# Show me Your: Pandora Bracelets



## Hunter's Mom

My brother gave my new sister-in-law a pandora bracelet as one of her wedding gifts with two charms on it (wedding cake and heart w/key). It was such a beautiful and thoughtful gift and then one of my sisters mentioned she was given one by her class that she student taught as her graduation gift. When I was looking for a charm for her bracelet for xmas I began thinking that I might like one myself as they are very pretty. I used to have an Italian Charm Bracelet but stopped wearing it as it pinched the skin (and your little arm hairs) at times. This seems like a great alternative.

So, I would love to see what types of charms you all have on your bracelets to give me some ideas of what to get for each of them for Christmas (and also perhaps gets some ideas for hints for hubby!). Do most people do gold? silver? silver w/gold? lots of the italian glass beads or none at all? I know nothing about this new style of bracelet other than they are becoming popular with the ladies in my family 

Thanks


----------



## CeeCee's Mom

Erin, I love them!!! I like a mix of the white gold with the ceramics and little dangling charms.......so cute!!!! You get what you like and it will be your special bracelet. I am wearing white gold now and silver and I love it. I have so much gold, lots of bracelets and rings and a heavy gold charm bracelet that I never wear anymore.


----------



## Deborah

They are beautiful but very pricey. If you Google Italian Charms you will also find Pandora Charms some places sell both.

________________________________________

### LIST OF TASKS
a – Answer these about the bracelet thread:
(i) Which two charms were on the bracelet the brother gave as a wedding gift?
(ii) Why did Hunter's Mom stop wearing her Italian Charm Bracelet?
(iii) According to Deborah, what else turns up when you Google Italian Charms?
b – Quote the bracelet thread between "# Show me Your: Pandora" and "a great alternative.", inclusive.

### GIVEN INFORMATION
________________________________________

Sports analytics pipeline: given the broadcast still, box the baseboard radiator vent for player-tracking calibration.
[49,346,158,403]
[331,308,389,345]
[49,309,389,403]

________________________________________

### THE RESPONSES
a –
(i) A wedding cake and a heart with a key.
(ii) It pinched the skin, and the little arm hairs, at times.
(iii) Pandora Charms.

b –
# Show me Your: Pandora Bracelets



## Hunter's Mom

My brother gave my new sister-in-law a pandora bracelet as one of her wedding gifts with two charms on it (wedding cake and heart w/key). It was such a beautiful and thoughtful gift and then one of my sisters mentioned she was given one by her class that she student taught as her graduation gift. When I was looking for a charm for her bracelet for xmas I began thinking that I might like one myself as they are very pretty. I used to have an Italian Charm Bracelet but stopped wearing it as it pinched the skin (and your little arm hairs) at times. This seems like a great alternative.